Jeronimo Rodriguez Escobar Affiliation: Global Science, WWF Supervisor: Becky Chaplin-Kramer Version: v1.0.2 Last updated: 2026-01-22
Working version of a structured workflow for extracting, analyzing, and visualizing zonal summary statistics from global raster datasets including ecosystem service (ES), land cover (LC), and socioeconomic (beneficiary) layers. The analysis is built around the IUCN AOO 10 km equal-area grid (land-only) enriched with country/region/biome attributes, with outputs aggregated to countries, regions, income groups, and biomes.
The core extraction workflow uses Python (taskgraph + exactextract) for zonal summaries; R/Quarto is used for consolidation, change calculations, hotspot extraction, and KS tests.
For a detailed technical description of the pipeline steps, see analysis/README_pipeline.md.
+-------+
• TO DO
1. Reproduce the workflow description word for word from "The core extraction" to "and KS tests.".
2. Decide whether each statement agrees with the workflow description, answering yes or no and quoting the words that decide it. (a) The core extraction workflow uses R for zonal summaries. (b) The analysis is built around a 10 km equal-area grid. (c) Outputs are aggregated to income groups.
3. Restate as a list the paragraph of the workflow description that begins "Working version of a structured workflow", keeping its main facts.
The data after the workflow description is not needed for any of the work here.
+-------+
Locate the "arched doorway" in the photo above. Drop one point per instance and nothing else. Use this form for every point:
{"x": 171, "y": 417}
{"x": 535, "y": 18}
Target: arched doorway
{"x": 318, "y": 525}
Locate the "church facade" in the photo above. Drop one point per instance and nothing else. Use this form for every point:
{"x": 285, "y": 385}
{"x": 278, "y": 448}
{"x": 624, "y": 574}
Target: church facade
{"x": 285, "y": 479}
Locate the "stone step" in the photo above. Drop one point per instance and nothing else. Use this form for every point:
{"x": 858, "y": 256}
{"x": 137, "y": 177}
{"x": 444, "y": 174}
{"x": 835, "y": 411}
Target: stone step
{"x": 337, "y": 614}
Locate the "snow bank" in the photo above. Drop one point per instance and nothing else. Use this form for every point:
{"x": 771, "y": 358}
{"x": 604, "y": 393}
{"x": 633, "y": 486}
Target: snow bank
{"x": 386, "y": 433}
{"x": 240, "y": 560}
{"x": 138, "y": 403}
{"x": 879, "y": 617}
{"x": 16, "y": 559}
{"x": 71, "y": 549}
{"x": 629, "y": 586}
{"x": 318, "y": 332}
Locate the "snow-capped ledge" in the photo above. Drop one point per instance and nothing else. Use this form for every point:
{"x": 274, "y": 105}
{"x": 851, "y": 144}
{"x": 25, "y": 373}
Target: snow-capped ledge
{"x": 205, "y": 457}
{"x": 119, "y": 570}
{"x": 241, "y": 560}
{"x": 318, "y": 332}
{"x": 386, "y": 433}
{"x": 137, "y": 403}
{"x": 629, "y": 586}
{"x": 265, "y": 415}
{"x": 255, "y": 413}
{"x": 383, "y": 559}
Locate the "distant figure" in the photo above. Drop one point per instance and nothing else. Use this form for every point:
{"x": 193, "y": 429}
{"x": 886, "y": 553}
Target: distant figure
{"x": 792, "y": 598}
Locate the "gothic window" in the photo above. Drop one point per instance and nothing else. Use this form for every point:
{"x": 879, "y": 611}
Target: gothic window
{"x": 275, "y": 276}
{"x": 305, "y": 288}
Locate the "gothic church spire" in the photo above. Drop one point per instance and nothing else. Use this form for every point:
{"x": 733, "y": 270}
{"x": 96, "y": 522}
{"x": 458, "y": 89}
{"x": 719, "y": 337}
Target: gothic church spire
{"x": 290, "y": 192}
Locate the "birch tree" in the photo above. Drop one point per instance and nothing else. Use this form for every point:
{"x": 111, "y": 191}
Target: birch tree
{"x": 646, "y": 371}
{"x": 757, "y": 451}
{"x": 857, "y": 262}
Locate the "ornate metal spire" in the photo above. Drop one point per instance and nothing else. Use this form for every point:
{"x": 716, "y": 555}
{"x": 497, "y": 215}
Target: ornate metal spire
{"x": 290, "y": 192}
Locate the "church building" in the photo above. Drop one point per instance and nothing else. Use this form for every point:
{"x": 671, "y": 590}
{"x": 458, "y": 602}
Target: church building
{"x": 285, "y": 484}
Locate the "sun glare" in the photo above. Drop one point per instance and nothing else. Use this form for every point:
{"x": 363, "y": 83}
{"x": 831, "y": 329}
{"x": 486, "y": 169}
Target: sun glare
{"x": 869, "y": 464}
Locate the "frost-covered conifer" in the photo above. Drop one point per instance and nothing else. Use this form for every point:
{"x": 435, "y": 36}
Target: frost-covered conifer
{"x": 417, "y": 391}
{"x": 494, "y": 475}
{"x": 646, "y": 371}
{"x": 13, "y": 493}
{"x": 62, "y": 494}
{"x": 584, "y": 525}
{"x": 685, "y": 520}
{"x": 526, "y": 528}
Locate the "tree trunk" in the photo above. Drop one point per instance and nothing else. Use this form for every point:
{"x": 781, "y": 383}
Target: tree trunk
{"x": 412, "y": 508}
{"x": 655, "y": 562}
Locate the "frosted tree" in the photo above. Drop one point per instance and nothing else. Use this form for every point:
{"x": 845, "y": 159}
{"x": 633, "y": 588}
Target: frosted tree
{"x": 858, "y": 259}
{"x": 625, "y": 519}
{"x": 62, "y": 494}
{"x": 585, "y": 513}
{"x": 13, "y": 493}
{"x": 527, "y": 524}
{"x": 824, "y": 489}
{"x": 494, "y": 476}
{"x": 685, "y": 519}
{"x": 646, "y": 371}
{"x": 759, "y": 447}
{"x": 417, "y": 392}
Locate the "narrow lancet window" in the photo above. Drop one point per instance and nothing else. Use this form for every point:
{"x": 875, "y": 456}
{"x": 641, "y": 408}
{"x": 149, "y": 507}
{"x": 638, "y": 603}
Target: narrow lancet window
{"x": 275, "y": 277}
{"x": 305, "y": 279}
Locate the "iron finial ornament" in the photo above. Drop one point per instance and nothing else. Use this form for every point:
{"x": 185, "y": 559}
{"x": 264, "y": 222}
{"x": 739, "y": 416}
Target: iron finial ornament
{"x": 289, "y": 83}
+-------+
• EXERCISE RESULTS
1.
The core extraction workflow uses Python (taskgraph + exactextract) for zonal summaries; R/Quarto is used for consolidation, change calculations, hotspot extraction, and KS tests.

2.
(a) No: "The core extraction workflow uses Python (taskgraph + exactextract) for zonal summaries"
(b) Yes: "The analysis is built around the IUCN AOO 10 km equal-area grid (land-only)"
(c) Yes: "outputs aggregated to countries, regions, income groups, and biomes"

3.
- Purpose: a working version of a structured workflow for extracting, analyzing, and visualizing zonal summary statistics from global raster datasets
- Layers covered: ecosystem service (ES), land cover (LC), and socioeconomic (beneficiary)
- Base unit: the IUCN AOO 10 km equal-area grid (land-only), enriched with country, region, and biome attributes
- Output aggregation: countries, regions, income groups, and biomes